## GIVEN PASSAGE
>>>>>

JACKSON — It won’t surprise many in Wyoming that Joe Biden’s secretary of education, Miguel Cardona, supports the president’s liberal approach to allow transgender athletes to compete in all sports. But they may be surprised that he supports a prevalent Wyoming push for more local control over sexually explicit books in school libraries.
Cardona was in Jackson, Wyoming, this week attending the Western Governors’ Association meeting and sat down with Cowboy State Daily for an interview.
On what’s been a controversial issue in Wyoming and across the nation, Cardona said he believes transgender athletes should be allowed to participate in their chosen school sports. It’s been a high-profile issue for the Biden administration, and he said his department will continue to have an active role in supporting the president’s position.
Restricting transgender athletic participation is “un-American,” Cardona told Cowboy State Daily.
“I think what makes this country strong is its inclusivity and that we are a different but one (nation), and I think we need to really stick to that. That’s the American way,” he said.
His Wyoming counterpart, Superintendent of Public Instruction Megan Degenfelder, takes the opposite position that transgender females should not be allowed to participate in female sports. As does the Wyoming Legislature, which passed a bill earlier this year banning biological males and transgender girls from public school sports from grades seven through 12.

<<<<<

## ASSIGNMENT 1
Name every person the article about Miguel Cardona mentions by name.
## ASSIGNMENT 2
Extend the article about Miguel Cardona with new paragraphs that pick up after its final sentence.
The entries that come next are drawn from a separate source, not from the article about Miguel Cardona.

## DATA EXTRACT
>>>>>

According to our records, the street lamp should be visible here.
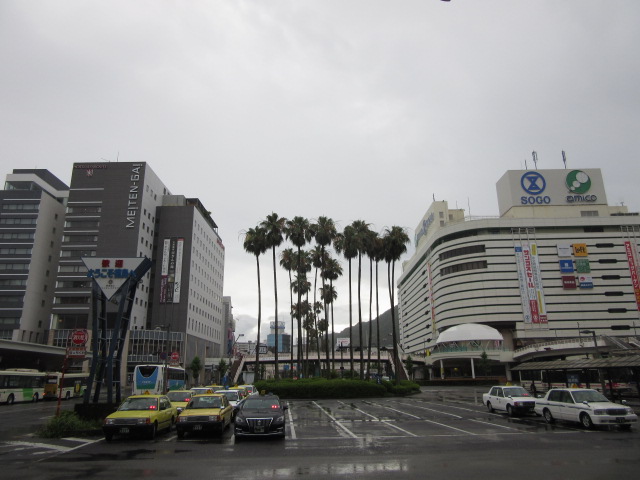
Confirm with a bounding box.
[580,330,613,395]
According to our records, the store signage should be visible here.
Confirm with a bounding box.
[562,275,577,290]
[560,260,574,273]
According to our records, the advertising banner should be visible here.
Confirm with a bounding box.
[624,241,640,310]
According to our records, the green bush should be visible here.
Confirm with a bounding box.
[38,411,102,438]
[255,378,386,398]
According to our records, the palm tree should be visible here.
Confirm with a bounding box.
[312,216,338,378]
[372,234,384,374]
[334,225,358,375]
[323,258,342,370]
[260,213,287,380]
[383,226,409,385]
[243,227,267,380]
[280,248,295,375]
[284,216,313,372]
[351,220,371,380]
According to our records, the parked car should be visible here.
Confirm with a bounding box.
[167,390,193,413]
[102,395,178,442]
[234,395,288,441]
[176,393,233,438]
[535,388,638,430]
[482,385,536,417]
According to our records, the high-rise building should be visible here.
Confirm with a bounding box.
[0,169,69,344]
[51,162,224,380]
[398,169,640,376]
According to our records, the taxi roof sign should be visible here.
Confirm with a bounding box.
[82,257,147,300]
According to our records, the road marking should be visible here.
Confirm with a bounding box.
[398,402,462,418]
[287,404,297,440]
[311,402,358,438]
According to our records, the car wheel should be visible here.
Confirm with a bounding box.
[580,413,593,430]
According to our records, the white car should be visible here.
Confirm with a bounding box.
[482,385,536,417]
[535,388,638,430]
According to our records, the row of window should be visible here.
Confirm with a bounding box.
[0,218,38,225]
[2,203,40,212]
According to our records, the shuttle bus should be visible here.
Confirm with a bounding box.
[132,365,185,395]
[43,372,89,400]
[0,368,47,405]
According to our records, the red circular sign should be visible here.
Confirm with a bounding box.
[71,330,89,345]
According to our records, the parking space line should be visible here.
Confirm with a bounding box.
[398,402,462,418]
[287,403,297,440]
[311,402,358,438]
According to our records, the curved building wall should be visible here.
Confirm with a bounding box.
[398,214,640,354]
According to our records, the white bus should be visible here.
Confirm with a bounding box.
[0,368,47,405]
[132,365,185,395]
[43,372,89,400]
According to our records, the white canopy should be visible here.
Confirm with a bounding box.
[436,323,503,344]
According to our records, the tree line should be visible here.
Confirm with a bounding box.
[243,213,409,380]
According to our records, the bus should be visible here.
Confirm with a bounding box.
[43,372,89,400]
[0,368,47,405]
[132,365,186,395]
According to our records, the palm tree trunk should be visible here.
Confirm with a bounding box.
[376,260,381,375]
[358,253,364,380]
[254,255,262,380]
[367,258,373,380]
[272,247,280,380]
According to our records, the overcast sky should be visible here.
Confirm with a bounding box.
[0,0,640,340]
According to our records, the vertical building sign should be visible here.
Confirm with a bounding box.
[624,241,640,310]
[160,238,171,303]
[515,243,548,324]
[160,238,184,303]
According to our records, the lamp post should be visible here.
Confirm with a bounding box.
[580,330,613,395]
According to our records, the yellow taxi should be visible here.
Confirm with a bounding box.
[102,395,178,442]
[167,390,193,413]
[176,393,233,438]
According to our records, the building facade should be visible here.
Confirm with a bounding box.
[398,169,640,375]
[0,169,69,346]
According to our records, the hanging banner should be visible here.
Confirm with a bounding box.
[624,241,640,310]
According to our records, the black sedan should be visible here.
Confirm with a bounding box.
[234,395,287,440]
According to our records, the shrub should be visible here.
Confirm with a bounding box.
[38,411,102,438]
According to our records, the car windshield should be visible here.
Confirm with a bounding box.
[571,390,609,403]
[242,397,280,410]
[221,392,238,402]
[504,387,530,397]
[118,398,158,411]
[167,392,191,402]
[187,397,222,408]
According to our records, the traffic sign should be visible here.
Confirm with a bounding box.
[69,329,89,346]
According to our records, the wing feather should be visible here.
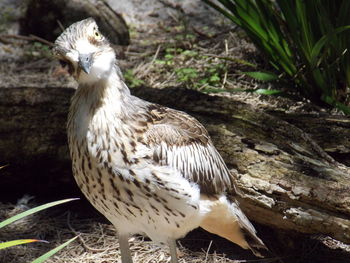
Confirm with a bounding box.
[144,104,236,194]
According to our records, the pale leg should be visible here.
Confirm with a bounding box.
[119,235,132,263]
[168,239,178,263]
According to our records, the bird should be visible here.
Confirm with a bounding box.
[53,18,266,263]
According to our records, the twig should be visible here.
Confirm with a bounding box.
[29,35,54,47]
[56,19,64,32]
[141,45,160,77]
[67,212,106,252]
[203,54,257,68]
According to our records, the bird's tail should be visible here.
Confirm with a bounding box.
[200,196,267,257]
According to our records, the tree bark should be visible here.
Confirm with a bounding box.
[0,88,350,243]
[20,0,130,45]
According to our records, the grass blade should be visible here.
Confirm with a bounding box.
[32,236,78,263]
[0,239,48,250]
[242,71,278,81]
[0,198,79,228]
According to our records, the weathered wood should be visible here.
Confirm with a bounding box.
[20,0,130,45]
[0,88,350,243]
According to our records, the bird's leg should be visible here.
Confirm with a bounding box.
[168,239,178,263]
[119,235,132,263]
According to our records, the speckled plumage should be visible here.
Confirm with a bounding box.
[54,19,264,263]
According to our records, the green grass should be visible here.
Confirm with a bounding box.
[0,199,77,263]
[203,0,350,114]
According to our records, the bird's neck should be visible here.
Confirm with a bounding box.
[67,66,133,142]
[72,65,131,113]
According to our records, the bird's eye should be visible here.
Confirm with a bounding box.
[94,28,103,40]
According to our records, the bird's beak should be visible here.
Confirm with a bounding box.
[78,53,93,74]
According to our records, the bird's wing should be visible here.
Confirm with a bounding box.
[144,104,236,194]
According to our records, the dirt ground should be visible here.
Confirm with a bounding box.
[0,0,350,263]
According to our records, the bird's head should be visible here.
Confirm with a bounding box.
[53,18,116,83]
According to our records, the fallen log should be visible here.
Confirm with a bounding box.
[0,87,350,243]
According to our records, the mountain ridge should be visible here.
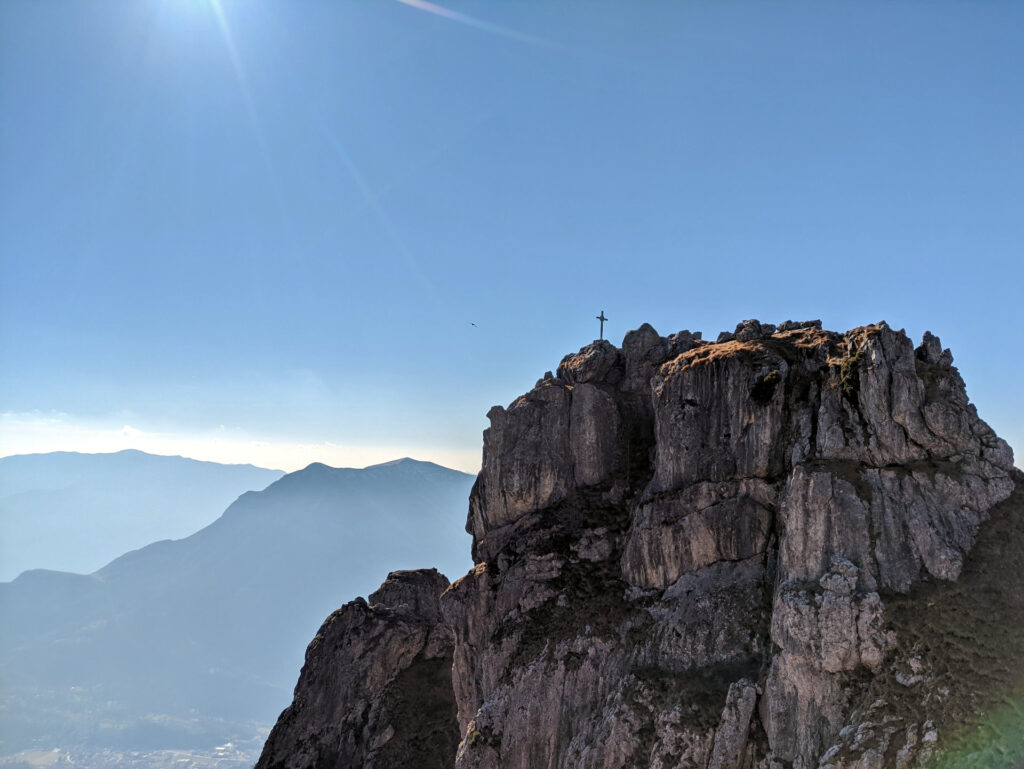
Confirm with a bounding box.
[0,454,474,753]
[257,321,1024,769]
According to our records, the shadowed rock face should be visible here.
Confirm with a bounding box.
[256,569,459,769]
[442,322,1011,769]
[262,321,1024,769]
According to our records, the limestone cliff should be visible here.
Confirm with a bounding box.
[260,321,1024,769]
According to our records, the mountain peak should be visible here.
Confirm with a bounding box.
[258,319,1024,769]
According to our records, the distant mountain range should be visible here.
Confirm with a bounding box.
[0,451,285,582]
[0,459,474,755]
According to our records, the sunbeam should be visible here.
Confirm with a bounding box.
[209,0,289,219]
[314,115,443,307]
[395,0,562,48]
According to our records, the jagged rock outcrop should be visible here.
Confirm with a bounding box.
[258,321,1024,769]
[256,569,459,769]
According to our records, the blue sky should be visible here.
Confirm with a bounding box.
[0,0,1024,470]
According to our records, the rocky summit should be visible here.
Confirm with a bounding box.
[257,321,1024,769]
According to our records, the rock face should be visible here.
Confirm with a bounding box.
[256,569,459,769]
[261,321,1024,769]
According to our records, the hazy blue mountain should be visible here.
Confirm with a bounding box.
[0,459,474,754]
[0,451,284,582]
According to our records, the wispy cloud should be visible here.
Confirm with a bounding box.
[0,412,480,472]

<<<<<
>>>>>

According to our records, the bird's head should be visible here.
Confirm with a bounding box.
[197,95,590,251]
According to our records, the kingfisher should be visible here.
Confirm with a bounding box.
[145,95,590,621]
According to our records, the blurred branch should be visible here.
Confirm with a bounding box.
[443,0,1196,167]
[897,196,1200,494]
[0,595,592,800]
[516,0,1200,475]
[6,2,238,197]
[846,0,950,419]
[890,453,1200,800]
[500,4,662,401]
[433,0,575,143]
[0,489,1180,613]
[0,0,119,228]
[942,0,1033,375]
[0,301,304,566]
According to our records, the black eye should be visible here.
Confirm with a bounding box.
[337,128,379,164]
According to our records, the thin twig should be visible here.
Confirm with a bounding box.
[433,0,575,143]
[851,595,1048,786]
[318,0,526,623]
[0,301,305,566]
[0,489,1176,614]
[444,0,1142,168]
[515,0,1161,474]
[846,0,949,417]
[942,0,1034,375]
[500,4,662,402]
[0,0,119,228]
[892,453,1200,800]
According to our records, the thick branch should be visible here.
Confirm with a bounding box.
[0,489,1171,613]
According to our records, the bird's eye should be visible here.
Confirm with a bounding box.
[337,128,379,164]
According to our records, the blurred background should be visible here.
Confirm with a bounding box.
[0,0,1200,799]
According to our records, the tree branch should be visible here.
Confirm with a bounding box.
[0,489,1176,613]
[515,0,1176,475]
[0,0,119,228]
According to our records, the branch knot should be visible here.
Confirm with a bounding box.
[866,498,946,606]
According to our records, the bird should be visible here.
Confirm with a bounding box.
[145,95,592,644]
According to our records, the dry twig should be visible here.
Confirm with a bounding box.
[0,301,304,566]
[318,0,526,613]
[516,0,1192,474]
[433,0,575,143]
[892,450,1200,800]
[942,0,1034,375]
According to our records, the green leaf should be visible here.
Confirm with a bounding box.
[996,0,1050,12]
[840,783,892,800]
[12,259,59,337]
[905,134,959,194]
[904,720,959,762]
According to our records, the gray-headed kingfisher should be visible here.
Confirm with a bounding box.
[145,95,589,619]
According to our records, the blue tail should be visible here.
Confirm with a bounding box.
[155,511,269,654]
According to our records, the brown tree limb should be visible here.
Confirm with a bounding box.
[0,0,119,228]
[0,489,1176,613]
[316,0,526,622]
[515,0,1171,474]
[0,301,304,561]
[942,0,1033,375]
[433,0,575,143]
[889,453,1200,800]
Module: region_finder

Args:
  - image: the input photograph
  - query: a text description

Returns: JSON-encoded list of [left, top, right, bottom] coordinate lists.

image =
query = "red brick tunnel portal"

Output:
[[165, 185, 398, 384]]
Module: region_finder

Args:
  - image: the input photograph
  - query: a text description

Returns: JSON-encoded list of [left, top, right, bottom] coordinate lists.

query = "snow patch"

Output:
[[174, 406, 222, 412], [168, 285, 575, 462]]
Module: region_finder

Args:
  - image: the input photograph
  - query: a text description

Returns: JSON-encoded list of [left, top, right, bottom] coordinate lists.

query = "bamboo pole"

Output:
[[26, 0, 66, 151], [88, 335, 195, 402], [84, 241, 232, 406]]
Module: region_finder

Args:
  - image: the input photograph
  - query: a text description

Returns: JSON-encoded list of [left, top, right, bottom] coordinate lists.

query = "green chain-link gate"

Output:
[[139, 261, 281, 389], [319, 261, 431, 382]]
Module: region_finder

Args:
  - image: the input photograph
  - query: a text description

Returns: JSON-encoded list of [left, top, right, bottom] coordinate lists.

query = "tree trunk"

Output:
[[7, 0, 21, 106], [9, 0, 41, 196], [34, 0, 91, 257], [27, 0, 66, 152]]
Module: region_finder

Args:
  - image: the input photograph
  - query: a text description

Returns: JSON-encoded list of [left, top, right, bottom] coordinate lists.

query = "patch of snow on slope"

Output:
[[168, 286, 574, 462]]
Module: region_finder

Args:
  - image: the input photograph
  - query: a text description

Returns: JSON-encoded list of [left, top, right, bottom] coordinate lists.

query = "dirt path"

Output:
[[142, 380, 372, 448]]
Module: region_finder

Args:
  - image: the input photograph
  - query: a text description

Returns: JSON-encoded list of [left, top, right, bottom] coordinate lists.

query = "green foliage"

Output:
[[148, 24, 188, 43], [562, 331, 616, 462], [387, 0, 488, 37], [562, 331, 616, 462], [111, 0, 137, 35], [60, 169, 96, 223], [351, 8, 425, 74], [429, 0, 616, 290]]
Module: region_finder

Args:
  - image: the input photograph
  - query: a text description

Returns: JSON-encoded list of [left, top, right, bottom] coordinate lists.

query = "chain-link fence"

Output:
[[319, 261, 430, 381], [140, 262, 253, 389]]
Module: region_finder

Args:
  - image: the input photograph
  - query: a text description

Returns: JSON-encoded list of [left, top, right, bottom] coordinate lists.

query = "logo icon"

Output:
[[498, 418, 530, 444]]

<<<<<

## EXPECTED ANSWER 1
Joe Biden, Miguel Cardona, Megan Degenfelder

## EXPECTED ANSWER 2
Cardona says transgender participation in sports is a mental health issue, particularly for members of the LGBTQ community that has higher rates of mental health issues.
“No student should be made to feel less than or unwelcome because of who they are,” Cardona said. “Students should be bold and unapologetic about who they are.”
Ultimately, Cardona, a former school principal, said he’s more interested in providing students access to education, funding schools, improving student performance and mental health, and preparing students for the workforce than dealing with “culture war issues.”
“While some want to focus their energy on divisive issues and cutting budgets, we’re focusing on strategies that actually work,” he said. “We’re funding that, we’re supporting that in red states and blue states. Let’s focus on what parents and students really need and leave all the divisive stuff for politicians that want to make a national name for themselves.”
Cardona also wants more focus on offering flexible postsecondary career and technical education opportunities to help with job retention, a point Wyoming Gov. Mark Gordon said he agrees with.
“We need to make it relevant, we need to make it responsive and we need to meet people where they are in the industry where it is,” Gordon said about postsecondary education.
About Those Books
Degenfelder released statewide guidance for school districts last week to help them in crafting local policies for sexually explicit materials in school libraries.
“Nothing in the guidance we have developed bans any book or takes away any local control or forces districts to do anything,” Degenfelder said during a press conference introducing the guidance.
But she also spoke against sexually explicit content being in schools and theorized that to include these books in a school setting damages its ability to provide a tolerant learning environment.
Cardona said that although the topic of removing library books has been getting national headlines, it’s an issue that should be handled at a local level. He doesn’t support states or his federal agency trying to regulate the materials.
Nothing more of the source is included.